— Requirement —
Everything from the line containing "Target: tree canopy" through the end of the data below should be copied exactly, with no other lines.

— Data extracts —

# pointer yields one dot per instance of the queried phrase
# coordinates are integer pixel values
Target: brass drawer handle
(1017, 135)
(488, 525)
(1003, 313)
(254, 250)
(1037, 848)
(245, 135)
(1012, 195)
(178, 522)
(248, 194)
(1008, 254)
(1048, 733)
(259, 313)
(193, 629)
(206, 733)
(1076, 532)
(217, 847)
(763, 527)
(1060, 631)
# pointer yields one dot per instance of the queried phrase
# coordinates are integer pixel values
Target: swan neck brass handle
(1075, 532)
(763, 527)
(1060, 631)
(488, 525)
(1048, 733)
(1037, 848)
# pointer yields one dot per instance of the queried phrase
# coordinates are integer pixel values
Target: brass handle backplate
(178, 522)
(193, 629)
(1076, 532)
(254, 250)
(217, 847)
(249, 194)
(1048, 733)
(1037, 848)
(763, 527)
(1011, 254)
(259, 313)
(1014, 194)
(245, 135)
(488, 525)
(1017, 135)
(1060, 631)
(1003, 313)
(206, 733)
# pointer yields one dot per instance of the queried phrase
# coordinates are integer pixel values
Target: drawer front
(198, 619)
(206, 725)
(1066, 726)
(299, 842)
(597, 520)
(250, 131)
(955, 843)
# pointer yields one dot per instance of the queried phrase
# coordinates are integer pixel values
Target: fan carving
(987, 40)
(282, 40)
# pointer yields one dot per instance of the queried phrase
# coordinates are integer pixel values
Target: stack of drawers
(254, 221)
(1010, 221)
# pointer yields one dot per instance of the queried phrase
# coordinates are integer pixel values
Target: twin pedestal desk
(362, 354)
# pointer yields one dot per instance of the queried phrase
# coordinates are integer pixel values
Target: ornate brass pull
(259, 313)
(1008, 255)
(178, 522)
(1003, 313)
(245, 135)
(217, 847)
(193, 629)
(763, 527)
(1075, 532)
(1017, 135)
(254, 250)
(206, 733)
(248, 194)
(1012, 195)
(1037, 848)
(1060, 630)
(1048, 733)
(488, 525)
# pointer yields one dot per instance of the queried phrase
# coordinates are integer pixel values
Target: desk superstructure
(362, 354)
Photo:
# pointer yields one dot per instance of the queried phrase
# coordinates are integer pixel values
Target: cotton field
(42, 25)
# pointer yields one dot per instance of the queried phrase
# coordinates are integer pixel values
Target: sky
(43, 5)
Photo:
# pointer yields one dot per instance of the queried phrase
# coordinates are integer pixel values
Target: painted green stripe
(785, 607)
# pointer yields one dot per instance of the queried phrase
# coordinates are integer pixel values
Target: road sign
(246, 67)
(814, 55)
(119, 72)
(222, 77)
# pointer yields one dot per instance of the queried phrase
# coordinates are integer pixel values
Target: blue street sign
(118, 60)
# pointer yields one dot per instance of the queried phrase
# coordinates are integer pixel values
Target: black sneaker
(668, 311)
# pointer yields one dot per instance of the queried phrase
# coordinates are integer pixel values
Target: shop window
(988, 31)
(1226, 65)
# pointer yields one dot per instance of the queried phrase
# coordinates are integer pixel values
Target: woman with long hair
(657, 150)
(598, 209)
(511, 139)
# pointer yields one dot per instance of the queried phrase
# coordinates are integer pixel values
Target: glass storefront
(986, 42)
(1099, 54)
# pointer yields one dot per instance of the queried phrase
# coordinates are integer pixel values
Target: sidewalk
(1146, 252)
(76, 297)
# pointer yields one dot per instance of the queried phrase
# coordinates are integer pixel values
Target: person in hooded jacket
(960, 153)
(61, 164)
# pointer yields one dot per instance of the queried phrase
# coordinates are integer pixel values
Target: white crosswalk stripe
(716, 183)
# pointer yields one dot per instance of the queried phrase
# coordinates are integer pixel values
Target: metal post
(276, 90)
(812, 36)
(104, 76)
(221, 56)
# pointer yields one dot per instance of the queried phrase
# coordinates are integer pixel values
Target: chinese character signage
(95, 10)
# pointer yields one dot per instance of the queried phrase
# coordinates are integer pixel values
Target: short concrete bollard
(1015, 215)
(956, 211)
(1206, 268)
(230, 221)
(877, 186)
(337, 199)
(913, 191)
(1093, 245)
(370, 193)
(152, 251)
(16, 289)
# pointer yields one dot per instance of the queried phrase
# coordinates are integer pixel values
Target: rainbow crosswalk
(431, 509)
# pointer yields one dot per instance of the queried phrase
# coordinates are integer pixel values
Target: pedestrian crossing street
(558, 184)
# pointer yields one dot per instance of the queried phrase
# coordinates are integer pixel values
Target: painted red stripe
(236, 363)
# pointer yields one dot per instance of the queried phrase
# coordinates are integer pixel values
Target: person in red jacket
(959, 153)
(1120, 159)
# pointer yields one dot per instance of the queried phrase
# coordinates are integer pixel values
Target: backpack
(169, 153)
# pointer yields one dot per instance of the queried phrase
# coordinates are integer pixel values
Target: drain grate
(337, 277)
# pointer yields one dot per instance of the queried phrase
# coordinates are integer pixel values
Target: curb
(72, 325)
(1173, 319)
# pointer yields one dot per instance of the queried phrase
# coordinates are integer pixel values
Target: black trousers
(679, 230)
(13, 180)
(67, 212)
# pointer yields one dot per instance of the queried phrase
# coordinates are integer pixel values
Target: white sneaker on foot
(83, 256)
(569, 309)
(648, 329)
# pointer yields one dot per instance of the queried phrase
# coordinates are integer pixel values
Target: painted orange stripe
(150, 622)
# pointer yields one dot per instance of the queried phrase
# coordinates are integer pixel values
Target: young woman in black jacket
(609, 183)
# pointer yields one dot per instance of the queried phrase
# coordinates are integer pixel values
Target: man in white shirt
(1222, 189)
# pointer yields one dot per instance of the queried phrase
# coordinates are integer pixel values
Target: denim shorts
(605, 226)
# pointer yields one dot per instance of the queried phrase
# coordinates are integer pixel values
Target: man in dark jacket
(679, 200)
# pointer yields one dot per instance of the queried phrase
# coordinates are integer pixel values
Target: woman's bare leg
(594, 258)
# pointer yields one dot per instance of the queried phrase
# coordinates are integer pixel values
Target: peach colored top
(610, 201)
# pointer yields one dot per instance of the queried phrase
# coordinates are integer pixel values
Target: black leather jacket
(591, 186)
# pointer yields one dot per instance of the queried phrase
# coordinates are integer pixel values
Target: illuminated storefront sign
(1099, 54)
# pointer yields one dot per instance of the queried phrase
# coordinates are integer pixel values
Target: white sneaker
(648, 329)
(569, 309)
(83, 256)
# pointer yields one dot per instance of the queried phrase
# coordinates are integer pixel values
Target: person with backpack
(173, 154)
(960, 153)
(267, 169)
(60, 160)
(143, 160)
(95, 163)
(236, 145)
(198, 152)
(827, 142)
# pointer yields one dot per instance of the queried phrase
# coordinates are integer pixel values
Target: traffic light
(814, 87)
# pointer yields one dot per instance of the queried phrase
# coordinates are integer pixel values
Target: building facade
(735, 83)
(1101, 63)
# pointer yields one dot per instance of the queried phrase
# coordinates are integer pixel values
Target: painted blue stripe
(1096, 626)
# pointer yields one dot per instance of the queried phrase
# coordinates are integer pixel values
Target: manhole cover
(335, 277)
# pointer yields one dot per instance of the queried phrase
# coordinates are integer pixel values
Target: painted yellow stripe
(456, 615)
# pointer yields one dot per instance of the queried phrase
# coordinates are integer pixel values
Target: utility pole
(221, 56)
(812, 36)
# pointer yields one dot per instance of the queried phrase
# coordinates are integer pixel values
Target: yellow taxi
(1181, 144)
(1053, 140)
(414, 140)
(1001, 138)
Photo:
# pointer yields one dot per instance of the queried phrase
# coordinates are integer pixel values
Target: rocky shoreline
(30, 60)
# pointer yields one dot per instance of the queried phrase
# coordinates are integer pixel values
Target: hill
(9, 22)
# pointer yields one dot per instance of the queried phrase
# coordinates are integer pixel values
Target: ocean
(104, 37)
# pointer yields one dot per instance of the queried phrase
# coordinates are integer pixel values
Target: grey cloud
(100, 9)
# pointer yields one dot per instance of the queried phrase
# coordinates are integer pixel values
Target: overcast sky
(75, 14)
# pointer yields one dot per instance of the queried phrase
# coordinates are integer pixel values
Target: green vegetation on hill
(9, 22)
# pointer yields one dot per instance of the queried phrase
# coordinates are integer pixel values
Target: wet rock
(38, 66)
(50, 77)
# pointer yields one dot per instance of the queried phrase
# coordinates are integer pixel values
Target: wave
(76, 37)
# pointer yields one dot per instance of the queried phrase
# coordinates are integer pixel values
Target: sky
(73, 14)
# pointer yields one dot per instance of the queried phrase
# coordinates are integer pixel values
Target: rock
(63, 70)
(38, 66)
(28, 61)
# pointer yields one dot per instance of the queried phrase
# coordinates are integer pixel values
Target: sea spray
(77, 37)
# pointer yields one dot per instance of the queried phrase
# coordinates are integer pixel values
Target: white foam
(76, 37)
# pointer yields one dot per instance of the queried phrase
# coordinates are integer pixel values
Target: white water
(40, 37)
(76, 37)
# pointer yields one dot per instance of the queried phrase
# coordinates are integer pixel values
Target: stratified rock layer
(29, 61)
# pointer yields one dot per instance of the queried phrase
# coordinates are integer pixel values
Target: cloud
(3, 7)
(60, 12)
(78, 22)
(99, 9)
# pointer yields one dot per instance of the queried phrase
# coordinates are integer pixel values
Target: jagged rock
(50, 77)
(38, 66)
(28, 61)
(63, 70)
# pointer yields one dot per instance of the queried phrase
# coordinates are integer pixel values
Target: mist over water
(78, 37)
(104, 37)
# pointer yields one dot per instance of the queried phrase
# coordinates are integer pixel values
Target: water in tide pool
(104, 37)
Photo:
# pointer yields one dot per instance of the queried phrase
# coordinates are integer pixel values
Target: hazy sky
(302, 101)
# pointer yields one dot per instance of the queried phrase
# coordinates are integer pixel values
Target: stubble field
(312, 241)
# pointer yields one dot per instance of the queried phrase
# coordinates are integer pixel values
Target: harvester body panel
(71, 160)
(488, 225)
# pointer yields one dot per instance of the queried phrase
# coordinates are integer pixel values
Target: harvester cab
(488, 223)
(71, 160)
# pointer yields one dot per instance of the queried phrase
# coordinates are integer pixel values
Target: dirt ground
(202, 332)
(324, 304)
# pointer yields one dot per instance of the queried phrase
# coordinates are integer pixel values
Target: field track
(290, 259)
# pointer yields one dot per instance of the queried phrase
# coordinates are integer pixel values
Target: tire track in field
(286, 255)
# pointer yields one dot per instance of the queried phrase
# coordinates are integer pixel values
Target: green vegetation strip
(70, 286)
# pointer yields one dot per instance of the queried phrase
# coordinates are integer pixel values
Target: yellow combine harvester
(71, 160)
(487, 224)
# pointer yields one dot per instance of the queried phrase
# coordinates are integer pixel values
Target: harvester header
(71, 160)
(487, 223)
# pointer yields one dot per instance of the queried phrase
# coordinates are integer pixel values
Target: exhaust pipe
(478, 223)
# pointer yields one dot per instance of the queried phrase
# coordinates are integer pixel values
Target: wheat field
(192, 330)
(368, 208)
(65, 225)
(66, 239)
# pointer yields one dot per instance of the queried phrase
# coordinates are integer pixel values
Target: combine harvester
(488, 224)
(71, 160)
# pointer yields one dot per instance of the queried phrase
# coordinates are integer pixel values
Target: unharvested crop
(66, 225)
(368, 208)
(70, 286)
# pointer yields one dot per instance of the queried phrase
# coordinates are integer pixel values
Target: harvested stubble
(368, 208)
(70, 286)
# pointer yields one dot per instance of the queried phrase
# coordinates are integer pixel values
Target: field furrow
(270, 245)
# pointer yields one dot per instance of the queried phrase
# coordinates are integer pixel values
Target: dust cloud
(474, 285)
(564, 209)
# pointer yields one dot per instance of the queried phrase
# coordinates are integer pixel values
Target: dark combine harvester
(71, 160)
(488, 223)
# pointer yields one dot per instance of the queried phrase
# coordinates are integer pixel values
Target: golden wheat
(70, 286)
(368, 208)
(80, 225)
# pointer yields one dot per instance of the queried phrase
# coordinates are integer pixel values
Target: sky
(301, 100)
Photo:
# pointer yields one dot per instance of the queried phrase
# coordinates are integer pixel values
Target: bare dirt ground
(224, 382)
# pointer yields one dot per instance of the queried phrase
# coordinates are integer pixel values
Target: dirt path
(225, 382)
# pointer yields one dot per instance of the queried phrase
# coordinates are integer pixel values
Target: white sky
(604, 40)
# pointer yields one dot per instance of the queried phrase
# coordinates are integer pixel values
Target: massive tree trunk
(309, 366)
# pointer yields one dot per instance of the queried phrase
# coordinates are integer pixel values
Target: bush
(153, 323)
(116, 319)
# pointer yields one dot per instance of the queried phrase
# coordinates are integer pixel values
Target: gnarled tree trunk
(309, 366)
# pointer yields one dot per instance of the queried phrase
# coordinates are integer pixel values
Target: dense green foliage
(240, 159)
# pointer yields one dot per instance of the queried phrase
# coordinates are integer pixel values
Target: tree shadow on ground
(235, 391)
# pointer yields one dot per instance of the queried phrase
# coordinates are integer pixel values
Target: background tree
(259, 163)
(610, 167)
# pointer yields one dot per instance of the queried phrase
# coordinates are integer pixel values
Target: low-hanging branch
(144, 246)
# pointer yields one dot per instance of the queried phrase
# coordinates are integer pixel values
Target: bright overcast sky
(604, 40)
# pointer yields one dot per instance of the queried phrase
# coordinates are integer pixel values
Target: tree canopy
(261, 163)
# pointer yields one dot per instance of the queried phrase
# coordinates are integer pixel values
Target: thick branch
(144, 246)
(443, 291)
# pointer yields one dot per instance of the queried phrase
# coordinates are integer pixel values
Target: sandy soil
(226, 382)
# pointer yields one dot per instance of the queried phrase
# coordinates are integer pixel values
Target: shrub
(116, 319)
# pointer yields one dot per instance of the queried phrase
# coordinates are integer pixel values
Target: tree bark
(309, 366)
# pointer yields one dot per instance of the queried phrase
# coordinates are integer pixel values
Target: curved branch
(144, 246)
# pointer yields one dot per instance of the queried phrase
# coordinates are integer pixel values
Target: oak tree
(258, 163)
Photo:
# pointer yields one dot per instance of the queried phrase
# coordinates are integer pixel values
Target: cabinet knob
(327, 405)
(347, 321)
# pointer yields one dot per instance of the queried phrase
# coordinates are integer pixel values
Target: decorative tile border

— Solution for this exercise —
Target: tree canopy
(261, 163)
# pointer yields one dot per instance of the queried phrase
# coordinates are integer pixel values
Target: thick branch
(144, 246)
(443, 291)
# pointer yields one dot per instance of the queried phrase
# coordinates are integer pixel values
Target: sandy soil
(226, 382)
# pointer yields one dot per instance of the queried phrase
# coordinates are integer pixel values
Target: shrub
(116, 319)
# pointer yields one dot per instance of the queried phrase
# coordinates are integer pixel values
Target: tree bark
(309, 366)
# pointer yields one dot per instance of the queried phrase
# coordinates are integer pixel values
Target: curved branch
(144, 246)
# pointer yields one dot per instance of the queried phrase
# coordinates are integer pixel values
Target: oak tree
(258, 163)
Photo:
# pointer yields one dot per instance of the queried phrase
# coordinates are integer pixel values
Target: cabinet knob
(327, 405)
(347, 321)
# pointer yields one dot per instance of the queried phrase
# coordinates are integer pixel values
Target: decorative tile border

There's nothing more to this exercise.